PASSAGE FOR REVIEW Block Start
Individuals with JAK1 variants are affected by syndromic features encompassing autoimmunity, atopy, colitis, and dermatitis

Abstract

Inborn errors of immunity lead to autoimmunity, inflammation, allergy, infection, and/or malignancy. Disease-causing JAK1 gain-of-function (GoF) mutations are considered exceedingly rare and have been identified in only four families. Here, we use forward and reverse genetics to identify 59 individuals harboring one of four heterozygous JAK1 variants. In vitro and ex vivo analysis of these variants revealed hyperactive baseline and cytokine-induced STAT phosphorylation and interferon-stimulated gene (ISG) levels compared with wild-type JAK1. A systematic review of electronic health records from the BioME Biobank revealed increased likelihood of clinical presentation with autoimmunity, atopy, colitis, and/or dermatitis in JAK1 variant-positive individuals. Finally, treatment of one affected patient with severe atopic dermatitis using the JAK1/JAK2-selective inhibitor, baricitinib, resulted in clinically significant improvement. These findings suggest that individually rare JAK1 GoF variants may underlie an emerging syndrome with more common presentations of autoimmune and inflammatory disease (JAACD syndrome). More broadly, individuals who present with such conditions may benefit from genetic testing for the presence of JAK1 GoF variants.
PASSAGE FOR REVIEW Block End
> **YOUR INSTRUCTIONS**
Reproduce the entire text on JAK1 variants above, word for word.
THE DATA Block Start
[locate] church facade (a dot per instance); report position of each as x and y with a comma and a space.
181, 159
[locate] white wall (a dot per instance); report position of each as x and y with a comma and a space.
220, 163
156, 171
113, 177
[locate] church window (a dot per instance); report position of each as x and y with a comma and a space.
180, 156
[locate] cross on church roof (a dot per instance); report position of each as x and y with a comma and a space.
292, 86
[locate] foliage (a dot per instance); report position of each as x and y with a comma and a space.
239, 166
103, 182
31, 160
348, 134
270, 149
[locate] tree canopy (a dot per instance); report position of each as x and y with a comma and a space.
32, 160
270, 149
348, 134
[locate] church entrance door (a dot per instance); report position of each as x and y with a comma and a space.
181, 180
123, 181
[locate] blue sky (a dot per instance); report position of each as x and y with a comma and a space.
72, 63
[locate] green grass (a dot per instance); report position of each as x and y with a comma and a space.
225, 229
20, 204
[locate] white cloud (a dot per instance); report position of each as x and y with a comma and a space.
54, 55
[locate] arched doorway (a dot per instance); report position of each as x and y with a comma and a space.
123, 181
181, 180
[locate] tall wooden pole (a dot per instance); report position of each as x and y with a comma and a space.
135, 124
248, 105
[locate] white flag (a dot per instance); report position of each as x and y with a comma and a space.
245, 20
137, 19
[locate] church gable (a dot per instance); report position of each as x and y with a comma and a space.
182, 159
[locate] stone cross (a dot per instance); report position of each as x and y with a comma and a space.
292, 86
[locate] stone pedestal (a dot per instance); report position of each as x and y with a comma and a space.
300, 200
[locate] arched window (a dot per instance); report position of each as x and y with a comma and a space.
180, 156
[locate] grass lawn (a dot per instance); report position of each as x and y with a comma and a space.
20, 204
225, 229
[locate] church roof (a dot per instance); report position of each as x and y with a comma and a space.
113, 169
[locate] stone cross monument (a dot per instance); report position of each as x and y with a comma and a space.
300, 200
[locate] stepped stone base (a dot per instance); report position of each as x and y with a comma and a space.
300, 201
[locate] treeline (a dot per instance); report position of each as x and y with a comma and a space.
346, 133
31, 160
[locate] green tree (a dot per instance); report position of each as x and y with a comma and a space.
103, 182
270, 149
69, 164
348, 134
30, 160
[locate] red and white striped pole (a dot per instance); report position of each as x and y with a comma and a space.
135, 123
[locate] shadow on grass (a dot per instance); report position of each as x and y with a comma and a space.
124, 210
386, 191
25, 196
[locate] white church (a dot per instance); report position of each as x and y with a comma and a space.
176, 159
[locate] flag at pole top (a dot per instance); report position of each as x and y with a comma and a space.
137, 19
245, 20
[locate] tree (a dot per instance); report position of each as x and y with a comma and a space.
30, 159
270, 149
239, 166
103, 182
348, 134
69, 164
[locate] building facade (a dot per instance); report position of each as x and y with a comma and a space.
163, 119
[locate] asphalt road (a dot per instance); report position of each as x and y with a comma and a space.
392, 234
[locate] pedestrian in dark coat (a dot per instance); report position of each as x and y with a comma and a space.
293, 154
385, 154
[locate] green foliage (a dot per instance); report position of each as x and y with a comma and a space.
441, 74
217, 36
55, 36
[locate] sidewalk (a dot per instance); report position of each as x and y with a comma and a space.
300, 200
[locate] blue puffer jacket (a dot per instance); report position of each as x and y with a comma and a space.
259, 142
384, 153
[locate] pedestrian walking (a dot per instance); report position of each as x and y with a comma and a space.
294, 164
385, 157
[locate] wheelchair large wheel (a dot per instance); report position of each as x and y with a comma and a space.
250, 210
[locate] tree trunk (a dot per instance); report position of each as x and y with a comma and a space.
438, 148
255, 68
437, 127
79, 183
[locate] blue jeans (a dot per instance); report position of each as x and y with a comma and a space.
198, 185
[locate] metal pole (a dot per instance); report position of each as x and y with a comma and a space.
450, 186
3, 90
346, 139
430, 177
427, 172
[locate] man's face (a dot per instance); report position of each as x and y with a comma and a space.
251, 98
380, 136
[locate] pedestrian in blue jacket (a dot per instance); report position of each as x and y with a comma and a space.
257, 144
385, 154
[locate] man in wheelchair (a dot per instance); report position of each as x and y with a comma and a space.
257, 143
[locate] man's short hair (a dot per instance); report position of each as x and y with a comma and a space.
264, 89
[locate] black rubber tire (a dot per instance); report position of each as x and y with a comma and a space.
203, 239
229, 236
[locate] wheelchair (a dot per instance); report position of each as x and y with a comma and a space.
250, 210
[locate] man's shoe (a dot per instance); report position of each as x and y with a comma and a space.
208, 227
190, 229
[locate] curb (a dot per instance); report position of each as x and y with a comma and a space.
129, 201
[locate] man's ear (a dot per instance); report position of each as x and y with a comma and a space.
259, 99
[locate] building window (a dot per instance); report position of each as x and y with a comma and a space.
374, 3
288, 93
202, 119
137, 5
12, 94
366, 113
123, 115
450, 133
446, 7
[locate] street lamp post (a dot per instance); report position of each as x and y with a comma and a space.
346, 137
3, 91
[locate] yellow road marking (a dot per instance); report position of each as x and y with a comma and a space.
THE DATA Block End
> **SOLUTION TO THIS EXERCISE**
Individuals with JAK1 variants are affected by syndromic features encompassing autoimmunity, atopy, colitis, and dermatitis

Abstract

Inborn errors of immunity lead to autoimmunity, inflammation, allergy, infection, and/or malignancy. Disease-causing JAK1 gain-of-function (GoF) mutations are considered exceedingly rare and have been identified in only four families. Here, we use forward and reverse genetics to identify 59 individuals harboring one of four heterozygous JAK1 variants. In vitro and ex vivo analysis of these variants revealed hyperactive baseline and cytokine-induced STAT phosphorylation and interferon-stimulated gene (ISG) levels compared with wild-type JAK1. A systematic review of electronic health records from the BioME Biobank revealed increased likelihood of clinical presentation with autoimmunity, atopy, colitis, and/or dermatitis in JAK1 variant-positive individuals. Finally, treatment of one affected patient with severe atopic dermatitis using the JAK1/JAK2-selective inhibitor, baricitinib, resulted in clinically significant improvement. These findings suggest that individually rare JAK1 GoF variants may underlie an emerging syndrome with more common presentations of autoimmune and inflammatory disease (JAACD syndrome). More broadly, individuals who present with such conditions may benefit from genetic testing for the presence of JAK1 GoF variants.